The Combating Antibiotic Resistant Bacteria Biopharmaceutical Accelerator (CARB-X) is a global nonprofit partnership focused on supporting antibacterial research. Its mission is to strengthen the pipeline of therapeutics, diagnostics and preventatives to diagnose and treat life-threatening bacterial infections. CARB-X was launched in summer of 2016 at the Boston University School of Law, where CARB-X Executive Director Professor Kevin Outterson teaches health law, corporate law, and co-directs the Health Law Program.

In its first five years, from 2016 to 2021, CARB-X awarded $361 million to 92 projects. In 2022, BARDA and Wellcome renewed committed renewed funding up to an additional $370 million to CARB-X. In addition to awarding non-dilutive funding, CARB-X partners with a Global Accelerator Network (GAN) of experts who offer product developers advice on a range of issues, including drug development, business strategy, policy and regulatory affairs.

Antimicrobial resistance background 
Bacteria are constantly evolving to evade death. Even the most powerful "last resort" drugs are becoming less effective due to resistance. Without an arsenal of effective antibiotics to treat infections, modern medical procedures – such as chemotherapy and surgeries – are more risky and put patients' lives at risk. According to the World Health Organization, antimicrobial resistance is a top global health threat, killing 700,000 people annually throughout the world. CARB-X supports projects that are focused on the most dangerous bacteria identified by the World Health Organization (WHO) and Centers for Disease Control and Prevention (CDC) priority lists.

On average, it costs more than $1 billion and takes 1–15 years to develop a new antibiotic for use in patients.  A strong economic model to incentivize a steady supply of new antibiotics does not exist. Without enough revenue to recover research and development expenses, small antibiotic companies have been filing for bankruptcy, and large pharmaceutical companies are shuttering their antibiotics divisions. New economic models, support from organizations like CARB-X, and increased investment are needed to drive innovation.

■ **Data extracts**:
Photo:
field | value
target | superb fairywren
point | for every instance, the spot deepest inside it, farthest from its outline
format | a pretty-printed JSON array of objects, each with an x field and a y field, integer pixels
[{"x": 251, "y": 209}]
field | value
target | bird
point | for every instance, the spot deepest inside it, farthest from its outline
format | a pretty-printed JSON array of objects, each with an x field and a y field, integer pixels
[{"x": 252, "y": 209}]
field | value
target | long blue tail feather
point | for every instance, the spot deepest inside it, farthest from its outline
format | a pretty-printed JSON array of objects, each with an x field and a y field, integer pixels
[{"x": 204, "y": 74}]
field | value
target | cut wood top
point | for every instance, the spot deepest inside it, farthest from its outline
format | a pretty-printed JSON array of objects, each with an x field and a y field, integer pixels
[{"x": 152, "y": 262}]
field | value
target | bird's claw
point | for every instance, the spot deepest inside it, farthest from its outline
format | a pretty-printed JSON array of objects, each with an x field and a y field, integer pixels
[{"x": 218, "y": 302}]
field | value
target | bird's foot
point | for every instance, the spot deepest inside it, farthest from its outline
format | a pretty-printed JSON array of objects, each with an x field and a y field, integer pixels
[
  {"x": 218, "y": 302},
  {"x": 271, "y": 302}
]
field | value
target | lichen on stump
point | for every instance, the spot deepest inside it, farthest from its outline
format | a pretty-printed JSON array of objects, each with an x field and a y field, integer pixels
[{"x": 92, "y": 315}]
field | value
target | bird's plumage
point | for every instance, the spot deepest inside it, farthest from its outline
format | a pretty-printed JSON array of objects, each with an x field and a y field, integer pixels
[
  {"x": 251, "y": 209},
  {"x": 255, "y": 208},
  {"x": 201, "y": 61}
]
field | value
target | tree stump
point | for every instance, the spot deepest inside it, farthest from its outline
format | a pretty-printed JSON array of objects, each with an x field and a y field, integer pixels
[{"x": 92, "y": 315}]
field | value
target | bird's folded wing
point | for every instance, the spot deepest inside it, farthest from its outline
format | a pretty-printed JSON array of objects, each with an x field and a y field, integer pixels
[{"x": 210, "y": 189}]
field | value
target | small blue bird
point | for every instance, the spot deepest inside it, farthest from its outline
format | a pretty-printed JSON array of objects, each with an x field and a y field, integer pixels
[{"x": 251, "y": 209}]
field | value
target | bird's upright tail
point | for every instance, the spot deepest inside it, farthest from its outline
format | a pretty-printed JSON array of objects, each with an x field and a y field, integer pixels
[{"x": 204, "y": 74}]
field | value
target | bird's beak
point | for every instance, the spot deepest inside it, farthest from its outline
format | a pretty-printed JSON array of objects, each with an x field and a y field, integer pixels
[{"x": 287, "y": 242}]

■ **Activity 1**: According to the CARB-X text, where was CARB-X launched?
■ **Activity 2**: Translate this sentence from the CARB-X text into Spanish: "A strong economic model to incentivize a steady supply of new antibiotics does not exist."

■ **Answer 1**: CARB-X was launched at the Boston University School of Law.

■ **Answer 2**: No existe un modelo económico sólido que incentive un suministro constante de nuevos antibióticos.